((

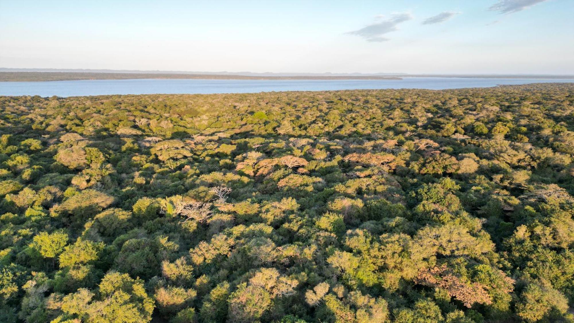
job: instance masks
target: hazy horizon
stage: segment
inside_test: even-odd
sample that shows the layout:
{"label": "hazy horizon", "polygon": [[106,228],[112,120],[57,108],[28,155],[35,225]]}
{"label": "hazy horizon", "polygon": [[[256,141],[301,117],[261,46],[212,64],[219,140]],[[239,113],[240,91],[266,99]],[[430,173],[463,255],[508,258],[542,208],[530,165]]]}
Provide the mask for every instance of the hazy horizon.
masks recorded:
{"label": "hazy horizon", "polygon": [[574,74],[574,2],[0,2],[0,66]]}
{"label": "hazy horizon", "polygon": [[251,72],[250,71],[163,71],[160,70],[110,70],[106,68],[16,68],[0,67],[0,72],[92,72],[92,73],[141,73],[141,74],[205,74],[205,75],[268,75],[268,76],[303,76],[303,75],[364,75],[364,76],[410,76],[410,75],[538,75],[538,76],[572,76],[574,74],[531,74],[531,73],[404,73],[401,72],[378,72],[373,73],[361,73],[359,72],[341,73],[338,72]]}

))

◆ AIM OF THE EXERCISE: Render every line of the listing above as a Markdown table with the columns Row and Line, numbering each row and skipping blank lines. Leave the pictures out.

◆ SOLUTION TO THIS PROBLEM:
| Row | Line |
|---|---|
| 1 | job: instance masks |
| 2 | target: hazy horizon |
| 3 | stage: segment |
| 4 | inside_test: even-odd |
| 5 | sample that shows the layout: |
| 6 | {"label": "hazy horizon", "polygon": [[106,228],[112,120],[57,108],[28,155],[35,225]]} |
| 7 | {"label": "hazy horizon", "polygon": [[[256,141],[301,117],[261,46],[212,64],[219,140]],[[239,113],[240,91],[266,99]],[[430,173],[463,255],[508,258],[542,208],[530,165]]]} |
| 8 | Provide the mask for every instance of the hazy horizon. |
| 9 | masks recorded: |
| 10 | {"label": "hazy horizon", "polygon": [[574,74],[574,2],[0,2],[0,66]]} |
| 11 | {"label": "hazy horizon", "polygon": [[251,72],[250,71],[163,71],[160,70],[110,70],[106,68],[16,68],[0,67],[0,72],[92,72],[92,73],[141,73],[141,74],[205,74],[205,75],[268,75],[268,76],[303,76],[303,75],[364,75],[364,76],[410,76],[410,75],[538,75],[538,76],[572,76],[574,74],[531,74],[531,73],[404,73],[401,72],[378,72],[373,73],[361,73],[359,72],[341,73],[338,72]]} |